# INPUT FOR THIS TASK:

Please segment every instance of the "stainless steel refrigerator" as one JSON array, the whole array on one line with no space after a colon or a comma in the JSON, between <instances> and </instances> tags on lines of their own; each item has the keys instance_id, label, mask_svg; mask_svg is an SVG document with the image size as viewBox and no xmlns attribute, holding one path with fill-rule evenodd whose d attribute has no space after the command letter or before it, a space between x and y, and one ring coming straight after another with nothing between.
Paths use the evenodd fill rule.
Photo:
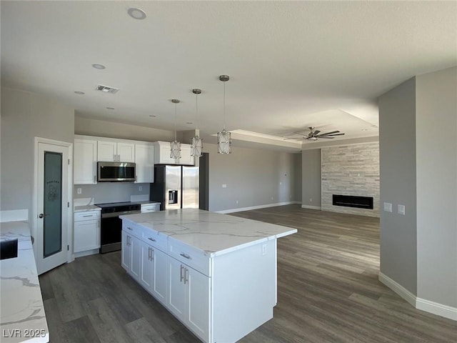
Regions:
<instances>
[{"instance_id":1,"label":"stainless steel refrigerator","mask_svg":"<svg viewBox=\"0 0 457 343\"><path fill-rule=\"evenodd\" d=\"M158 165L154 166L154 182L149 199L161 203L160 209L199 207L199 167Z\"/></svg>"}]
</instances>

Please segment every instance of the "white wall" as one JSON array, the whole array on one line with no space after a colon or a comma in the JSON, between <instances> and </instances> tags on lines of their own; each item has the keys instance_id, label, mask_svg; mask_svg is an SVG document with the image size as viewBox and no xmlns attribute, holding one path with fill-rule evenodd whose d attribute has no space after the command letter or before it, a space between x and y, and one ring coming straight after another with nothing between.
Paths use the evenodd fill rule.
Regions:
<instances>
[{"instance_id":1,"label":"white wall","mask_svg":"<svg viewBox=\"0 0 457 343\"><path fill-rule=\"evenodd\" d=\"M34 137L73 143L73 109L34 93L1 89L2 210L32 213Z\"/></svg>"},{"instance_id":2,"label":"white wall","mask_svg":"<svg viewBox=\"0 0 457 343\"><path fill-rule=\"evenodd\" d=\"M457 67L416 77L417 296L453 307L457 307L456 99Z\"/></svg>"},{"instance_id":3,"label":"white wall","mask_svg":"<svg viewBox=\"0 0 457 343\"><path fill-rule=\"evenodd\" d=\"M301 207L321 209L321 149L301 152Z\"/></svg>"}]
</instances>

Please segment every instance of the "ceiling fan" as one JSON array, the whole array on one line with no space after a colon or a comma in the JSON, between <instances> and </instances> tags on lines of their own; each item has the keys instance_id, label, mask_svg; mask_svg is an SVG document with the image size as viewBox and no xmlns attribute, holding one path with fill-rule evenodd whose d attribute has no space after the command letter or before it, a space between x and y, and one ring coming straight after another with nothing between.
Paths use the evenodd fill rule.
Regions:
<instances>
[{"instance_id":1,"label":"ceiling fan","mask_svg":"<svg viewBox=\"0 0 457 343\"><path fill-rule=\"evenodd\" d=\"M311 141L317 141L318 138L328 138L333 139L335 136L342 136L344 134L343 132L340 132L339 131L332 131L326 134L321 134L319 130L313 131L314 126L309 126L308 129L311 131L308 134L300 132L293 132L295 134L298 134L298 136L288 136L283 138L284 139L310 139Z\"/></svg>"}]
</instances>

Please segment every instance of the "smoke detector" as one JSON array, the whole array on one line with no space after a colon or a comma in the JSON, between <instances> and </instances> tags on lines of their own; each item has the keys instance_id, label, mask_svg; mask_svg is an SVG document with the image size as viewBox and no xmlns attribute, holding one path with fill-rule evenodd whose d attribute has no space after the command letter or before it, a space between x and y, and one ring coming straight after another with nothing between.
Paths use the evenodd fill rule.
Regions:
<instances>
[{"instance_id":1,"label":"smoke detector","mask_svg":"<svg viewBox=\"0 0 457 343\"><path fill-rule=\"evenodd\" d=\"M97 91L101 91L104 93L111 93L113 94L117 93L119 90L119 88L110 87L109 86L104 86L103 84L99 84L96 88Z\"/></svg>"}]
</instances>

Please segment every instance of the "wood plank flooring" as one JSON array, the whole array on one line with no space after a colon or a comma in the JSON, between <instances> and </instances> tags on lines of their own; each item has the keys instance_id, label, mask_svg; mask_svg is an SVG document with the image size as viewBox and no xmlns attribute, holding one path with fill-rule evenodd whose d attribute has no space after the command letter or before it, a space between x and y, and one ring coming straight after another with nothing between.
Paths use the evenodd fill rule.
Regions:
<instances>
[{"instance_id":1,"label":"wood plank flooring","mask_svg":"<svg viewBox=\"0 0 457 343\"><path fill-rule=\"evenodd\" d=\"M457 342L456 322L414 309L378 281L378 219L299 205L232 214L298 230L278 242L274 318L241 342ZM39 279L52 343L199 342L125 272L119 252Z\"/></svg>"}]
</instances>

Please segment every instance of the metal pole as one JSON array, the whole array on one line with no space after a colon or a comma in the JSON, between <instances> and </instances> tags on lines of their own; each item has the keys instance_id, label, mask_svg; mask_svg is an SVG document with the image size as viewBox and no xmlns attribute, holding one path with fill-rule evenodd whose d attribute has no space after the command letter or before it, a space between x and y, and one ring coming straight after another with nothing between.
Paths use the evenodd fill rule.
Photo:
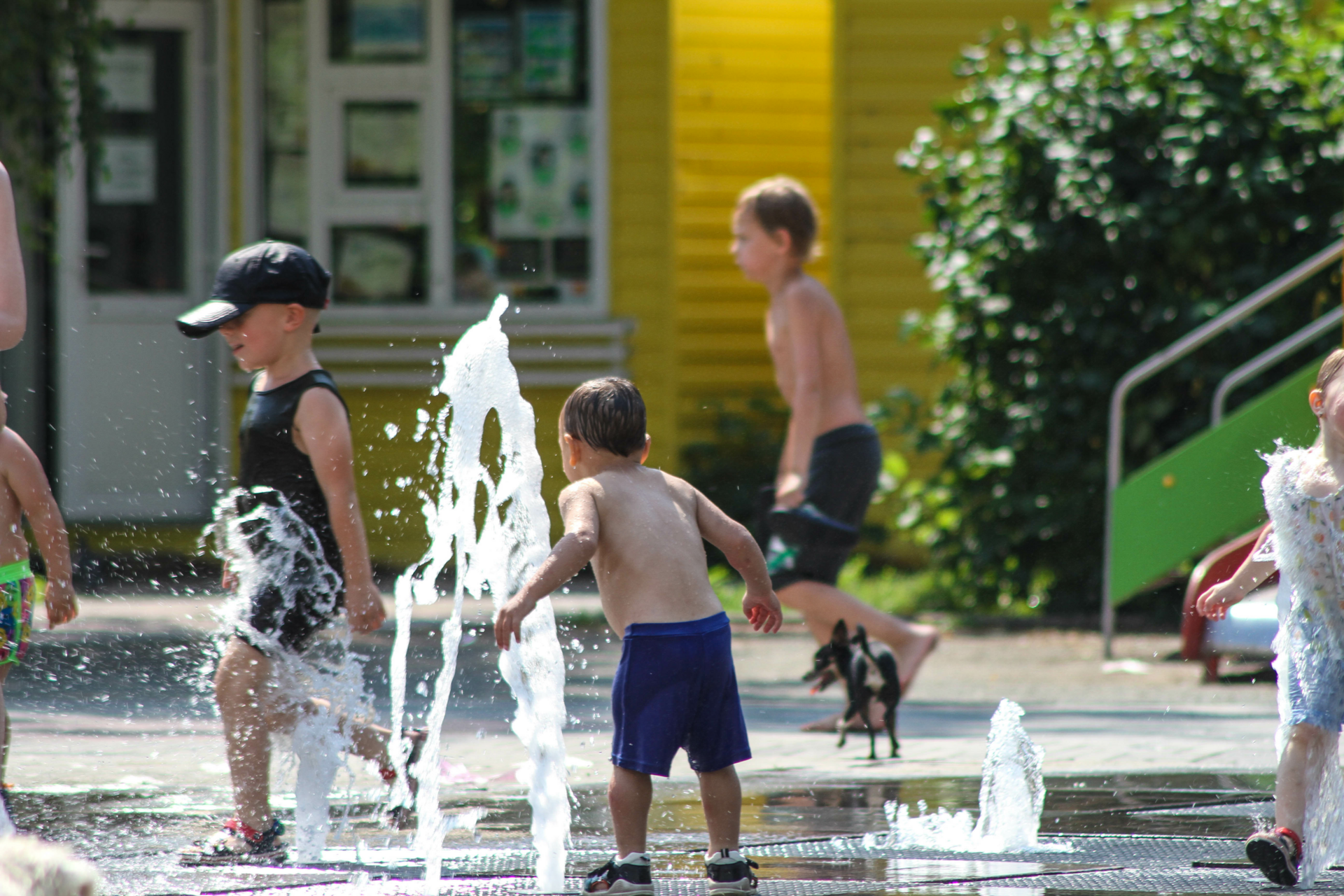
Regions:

# JOB:
Every line from the one containing "Please segment every instance of the metal" through the end of the listing is to be copied exactly; the pictures are not.

# ANSWER TO THE PROBLEM:
Please segment every instance of the metal pole as one JSON array, the whole array on one line with no space after a colon or a comma in the JSON, between <instances> and </instances> tags on lines of their own; each item has the keys instance_id, label, mask_svg; mask_svg is an SVG document with the image size as viewBox and no xmlns attribute, holding one path with fill-rule evenodd whose d attribute has no space after the command letter or before it, a space between x and y, and one ring coming straight after another with nothing between.
Paths use the evenodd fill rule.
Photo:
Regions:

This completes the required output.